BEGIN
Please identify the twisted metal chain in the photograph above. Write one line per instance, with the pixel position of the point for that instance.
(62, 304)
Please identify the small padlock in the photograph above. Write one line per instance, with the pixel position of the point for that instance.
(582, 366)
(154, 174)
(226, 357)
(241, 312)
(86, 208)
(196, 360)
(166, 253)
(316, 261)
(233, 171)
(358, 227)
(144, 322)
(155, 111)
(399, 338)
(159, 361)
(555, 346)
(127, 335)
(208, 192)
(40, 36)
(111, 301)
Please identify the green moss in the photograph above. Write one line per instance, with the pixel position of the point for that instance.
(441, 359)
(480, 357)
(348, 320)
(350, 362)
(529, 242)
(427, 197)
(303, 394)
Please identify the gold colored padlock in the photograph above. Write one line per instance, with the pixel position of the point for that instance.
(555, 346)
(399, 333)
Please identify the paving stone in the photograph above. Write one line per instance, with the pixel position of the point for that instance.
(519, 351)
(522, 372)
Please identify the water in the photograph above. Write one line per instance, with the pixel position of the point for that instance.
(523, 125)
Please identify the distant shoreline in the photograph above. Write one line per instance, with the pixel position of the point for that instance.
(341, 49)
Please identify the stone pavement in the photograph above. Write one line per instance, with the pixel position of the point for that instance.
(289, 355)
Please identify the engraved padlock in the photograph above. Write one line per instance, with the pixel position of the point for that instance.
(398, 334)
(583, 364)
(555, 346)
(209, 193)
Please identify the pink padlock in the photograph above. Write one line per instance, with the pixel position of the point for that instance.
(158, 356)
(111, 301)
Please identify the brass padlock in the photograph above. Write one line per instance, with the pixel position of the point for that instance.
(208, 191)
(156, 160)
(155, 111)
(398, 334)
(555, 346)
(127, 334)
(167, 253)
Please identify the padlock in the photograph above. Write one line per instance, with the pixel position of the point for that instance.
END
__Activity__.
Beginning with the line that holds "Please identify the pink" and ending with the last line of the listing, output every line exactly. Leave out everything else.

__Response to this exercise__.
Please identify the pink padlock in the photograph above. Write one line per instance, with the pixel position of the point for that instance.
(158, 356)
(111, 301)
Please identify the brass padlock in the photograph above. Write one line per instance, with the pixel position of the point for that instance.
(208, 191)
(156, 160)
(155, 111)
(398, 334)
(555, 346)
(127, 334)
(167, 253)
Please identify the padlock in the photograph above. Write one line per instance, with the pixel position of the point for that instance.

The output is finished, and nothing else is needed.